-- start of Supplied records --

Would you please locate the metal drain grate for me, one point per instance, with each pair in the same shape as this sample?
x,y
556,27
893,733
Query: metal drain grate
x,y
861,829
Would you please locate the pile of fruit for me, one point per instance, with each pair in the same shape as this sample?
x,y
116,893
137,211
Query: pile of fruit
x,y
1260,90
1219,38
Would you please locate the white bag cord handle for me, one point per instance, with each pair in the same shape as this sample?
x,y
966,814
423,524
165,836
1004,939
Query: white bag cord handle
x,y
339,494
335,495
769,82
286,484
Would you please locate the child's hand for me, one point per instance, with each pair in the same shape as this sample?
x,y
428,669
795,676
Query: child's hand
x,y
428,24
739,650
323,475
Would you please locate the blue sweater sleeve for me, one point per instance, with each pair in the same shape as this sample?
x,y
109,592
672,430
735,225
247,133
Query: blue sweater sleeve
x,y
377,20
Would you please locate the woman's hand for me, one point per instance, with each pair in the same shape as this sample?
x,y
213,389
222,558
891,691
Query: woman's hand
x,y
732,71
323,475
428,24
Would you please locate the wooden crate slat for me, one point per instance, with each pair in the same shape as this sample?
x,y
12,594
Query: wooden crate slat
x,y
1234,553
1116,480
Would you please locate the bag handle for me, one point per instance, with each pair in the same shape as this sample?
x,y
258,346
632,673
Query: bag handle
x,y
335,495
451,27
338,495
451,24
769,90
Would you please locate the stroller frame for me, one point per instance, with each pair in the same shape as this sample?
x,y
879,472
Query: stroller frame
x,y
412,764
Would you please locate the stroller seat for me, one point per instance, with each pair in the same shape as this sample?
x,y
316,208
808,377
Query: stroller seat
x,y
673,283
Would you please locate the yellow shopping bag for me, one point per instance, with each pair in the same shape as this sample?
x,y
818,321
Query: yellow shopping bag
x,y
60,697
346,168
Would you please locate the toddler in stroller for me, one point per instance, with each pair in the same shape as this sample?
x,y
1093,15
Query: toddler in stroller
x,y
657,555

-- end of Supplied records --

▶ [Exercise prompt]: Rewrite the listing above, changing every "stroller" to "pushchair" and leaving everything else as it is.

▶ [Response to the exercise]:
Would you please locate the metal drain grate for me, one point per instance, with each pair in the same shape as this sample?
x,y
556,27
893,733
Query: metal drain grate
x,y
861,829
Would you please locate the pile of fruit for me, one point per instance, with each pair in the same shape as this sample?
x,y
116,893
137,211
Query: pile of fruit
x,y
1260,90
1219,38
Would you please locate the white bag cord handle for me, one point per instance, with each pair in the same shape as this sample?
x,y
966,814
423,524
165,836
1004,939
Query: white bag cord handle
x,y
339,494
335,495
769,82
286,484
Would you please locate the child's hand for me, one point per instance, with each pair in the same shape as this sample?
x,y
428,669
795,676
Query: child's hand
x,y
428,24
739,650
323,475
Would you please locate the blue sweater sleeve for me, one point per instance, with each pair in the same shape as this sample?
x,y
109,592
672,430
735,225
247,133
Query: blue sweater sleeve
x,y
377,20
Would you please locate the woman's hand for me, one point per instance, with each pair in the same shape as this sample?
x,y
213,389
222,558
891,691
Query: woman's hand
x,y
732,71
323,475
428,24
Would you please locate the wooden crate slat for me, one point per instance, with each pair in the same shape as this sample?
x,y
12,594
Query: wooden crate slat
x,y
1234,553
1116,480
Would you please locate the bag handle for me, one point per instance, with each pair in the same shape as this sample?
x,y
258,346
632,673
Query: bag handle
x,y
335,495
451,27
338,495
451,24
769,90
Would you please locate the pushchair frame for me, one point per instance, with each pair in the same shape as this sample?
x,y
879,472
Query: pushchair frame
x,y
412,764
Would you please locate the pushchair seat for me, one point per instance, with each pair in the same shape as this sample?
x,y
316,208
808,377
Query: pushchair seat
x,y
673,283
Would you please locate the yellow shopping bag for me, one point per instance, with each pair in the same shape as this sample?
x,y
818,321
Query: yellow shopping bag
x,y
60,697
346,168
Would you please locate the toddler in pushchair for me, one point per instance, with each pair in the same shape as this sample?
x,y
1093,15
Query: toddler in pushchair
x,y
657,555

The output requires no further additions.